* **STORED DATA**:
= = = = = = =

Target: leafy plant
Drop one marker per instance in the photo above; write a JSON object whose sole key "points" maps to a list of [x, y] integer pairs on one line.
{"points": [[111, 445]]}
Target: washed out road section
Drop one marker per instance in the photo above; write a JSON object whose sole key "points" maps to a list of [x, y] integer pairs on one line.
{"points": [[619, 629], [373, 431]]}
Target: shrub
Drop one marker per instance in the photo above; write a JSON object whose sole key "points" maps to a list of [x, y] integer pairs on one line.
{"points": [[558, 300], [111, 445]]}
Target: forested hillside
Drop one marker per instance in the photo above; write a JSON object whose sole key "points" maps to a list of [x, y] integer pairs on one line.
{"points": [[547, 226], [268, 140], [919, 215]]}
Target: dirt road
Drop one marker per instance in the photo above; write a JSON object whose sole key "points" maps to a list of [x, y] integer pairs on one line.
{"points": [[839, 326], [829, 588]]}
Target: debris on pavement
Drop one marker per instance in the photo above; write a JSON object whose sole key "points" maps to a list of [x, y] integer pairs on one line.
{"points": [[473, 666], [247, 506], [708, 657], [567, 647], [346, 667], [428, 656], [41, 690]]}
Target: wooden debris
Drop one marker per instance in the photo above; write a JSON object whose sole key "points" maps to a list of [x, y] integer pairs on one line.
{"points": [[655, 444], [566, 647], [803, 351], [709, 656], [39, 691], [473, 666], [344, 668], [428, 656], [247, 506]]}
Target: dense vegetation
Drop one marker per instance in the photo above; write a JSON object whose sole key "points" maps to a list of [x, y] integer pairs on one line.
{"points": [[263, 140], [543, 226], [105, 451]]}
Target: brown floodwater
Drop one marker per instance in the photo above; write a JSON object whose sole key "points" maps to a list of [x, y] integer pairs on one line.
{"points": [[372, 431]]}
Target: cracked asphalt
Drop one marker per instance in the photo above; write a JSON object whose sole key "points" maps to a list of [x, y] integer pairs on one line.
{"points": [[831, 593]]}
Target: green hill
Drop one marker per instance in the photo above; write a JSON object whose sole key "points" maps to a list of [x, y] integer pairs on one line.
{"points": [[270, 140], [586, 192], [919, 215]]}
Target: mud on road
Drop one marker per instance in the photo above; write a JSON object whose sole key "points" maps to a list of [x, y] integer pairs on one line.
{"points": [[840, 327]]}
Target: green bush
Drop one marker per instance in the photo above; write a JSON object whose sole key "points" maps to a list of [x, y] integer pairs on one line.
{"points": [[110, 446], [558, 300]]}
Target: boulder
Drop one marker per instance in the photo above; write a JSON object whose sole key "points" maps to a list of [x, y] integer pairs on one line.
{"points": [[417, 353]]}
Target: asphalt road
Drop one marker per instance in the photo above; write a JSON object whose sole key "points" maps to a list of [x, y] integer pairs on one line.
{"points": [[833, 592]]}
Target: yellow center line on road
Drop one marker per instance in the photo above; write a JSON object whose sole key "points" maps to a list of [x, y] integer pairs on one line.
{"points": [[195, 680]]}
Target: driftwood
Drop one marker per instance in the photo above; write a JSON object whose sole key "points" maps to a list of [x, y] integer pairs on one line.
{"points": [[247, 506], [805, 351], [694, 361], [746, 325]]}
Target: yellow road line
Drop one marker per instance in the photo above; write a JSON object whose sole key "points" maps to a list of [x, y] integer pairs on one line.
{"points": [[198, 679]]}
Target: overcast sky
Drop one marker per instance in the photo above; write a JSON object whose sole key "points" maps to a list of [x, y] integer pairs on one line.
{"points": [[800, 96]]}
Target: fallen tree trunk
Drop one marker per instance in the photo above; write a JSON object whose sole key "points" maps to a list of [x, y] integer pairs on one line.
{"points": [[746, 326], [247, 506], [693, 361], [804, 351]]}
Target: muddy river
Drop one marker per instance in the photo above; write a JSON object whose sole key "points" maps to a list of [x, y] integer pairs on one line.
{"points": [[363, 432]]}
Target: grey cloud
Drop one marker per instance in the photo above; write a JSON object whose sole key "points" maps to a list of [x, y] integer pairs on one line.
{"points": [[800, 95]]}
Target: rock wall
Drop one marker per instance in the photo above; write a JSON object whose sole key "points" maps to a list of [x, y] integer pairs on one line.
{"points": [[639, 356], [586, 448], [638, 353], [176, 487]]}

= = = = = = =

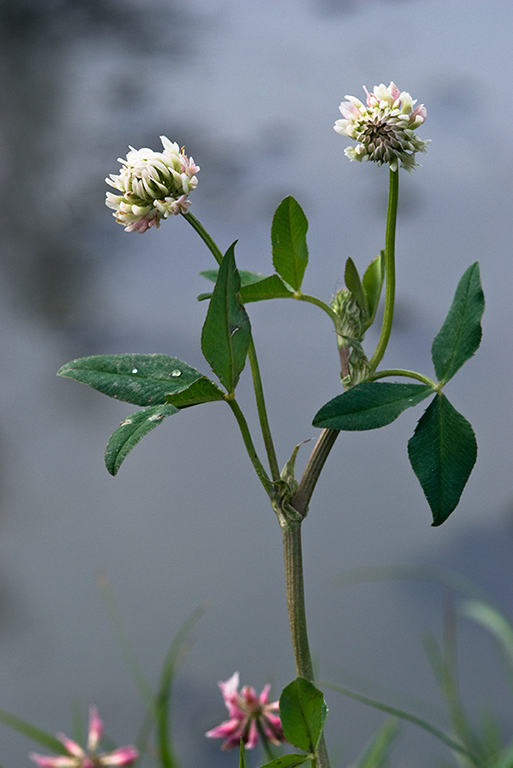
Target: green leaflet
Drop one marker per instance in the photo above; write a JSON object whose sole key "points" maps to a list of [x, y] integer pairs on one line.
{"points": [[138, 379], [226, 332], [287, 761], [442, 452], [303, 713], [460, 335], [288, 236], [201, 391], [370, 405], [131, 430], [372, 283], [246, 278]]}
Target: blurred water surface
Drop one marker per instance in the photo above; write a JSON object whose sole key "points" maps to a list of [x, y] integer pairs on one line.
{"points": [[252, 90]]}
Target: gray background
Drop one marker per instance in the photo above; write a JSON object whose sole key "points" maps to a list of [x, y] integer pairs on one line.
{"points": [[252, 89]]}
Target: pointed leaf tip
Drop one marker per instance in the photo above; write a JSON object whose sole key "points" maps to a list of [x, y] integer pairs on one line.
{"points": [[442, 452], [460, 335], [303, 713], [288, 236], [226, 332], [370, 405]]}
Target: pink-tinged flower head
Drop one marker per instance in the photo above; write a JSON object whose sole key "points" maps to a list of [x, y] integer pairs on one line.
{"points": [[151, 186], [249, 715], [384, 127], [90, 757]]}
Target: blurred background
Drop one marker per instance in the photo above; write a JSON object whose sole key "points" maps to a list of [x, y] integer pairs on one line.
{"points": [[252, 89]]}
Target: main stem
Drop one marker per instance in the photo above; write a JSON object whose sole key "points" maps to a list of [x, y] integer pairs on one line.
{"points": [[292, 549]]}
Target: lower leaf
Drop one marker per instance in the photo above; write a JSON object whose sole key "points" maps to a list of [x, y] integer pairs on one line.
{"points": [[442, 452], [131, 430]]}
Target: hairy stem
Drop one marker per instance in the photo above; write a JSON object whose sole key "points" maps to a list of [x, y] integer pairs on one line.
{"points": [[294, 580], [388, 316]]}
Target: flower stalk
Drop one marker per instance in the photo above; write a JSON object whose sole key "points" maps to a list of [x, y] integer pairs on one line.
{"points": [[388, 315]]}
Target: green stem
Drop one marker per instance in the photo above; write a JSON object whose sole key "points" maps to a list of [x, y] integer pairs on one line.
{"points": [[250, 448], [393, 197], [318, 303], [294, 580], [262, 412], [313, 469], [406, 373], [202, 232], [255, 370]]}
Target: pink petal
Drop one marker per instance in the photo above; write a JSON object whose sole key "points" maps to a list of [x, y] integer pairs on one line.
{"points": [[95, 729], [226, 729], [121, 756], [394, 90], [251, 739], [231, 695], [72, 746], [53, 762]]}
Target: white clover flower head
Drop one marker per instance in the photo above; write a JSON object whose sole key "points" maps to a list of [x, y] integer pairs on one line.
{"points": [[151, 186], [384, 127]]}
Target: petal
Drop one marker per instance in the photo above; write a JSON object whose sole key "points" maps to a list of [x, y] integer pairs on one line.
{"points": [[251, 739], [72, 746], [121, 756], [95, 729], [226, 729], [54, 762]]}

= = = = = = =

* **PROBLEM**:
Given the records above, restate word for word only the lines starting at the one with "Target: mud on road" and ending at the one with "Target: yellow center line on road".

* **SOLUTION FOR THIS TASK**:
Target: mud on road
Drop one marker per instance in the photo above; write a JSON object whose sole key "points" maps to a list of [x, y] integer pairs on one line.
{"points": [[840, 327]]}
Target: green bush
Drop one marker per instance in the photo above; write a JSON object whose sole key "points" maps to a list of [x, y] integer pairs on one line.
{"points": [[110, 446], [558, 300]]}
Target: boulder
Drop one marker per instance in the photo above; write a JSON object whose sole key "points" maps to a list of [x, y] integer pairs on one line.
{"points": [[417, 353]]}
Target: asphalt road
Drop one marker per instance in the photo above; write a JSON object whose sole key "points" maps to a list of [x, y] integer pairs on one line.
{"points": [[833, 592]]}
Target: yellow center line on road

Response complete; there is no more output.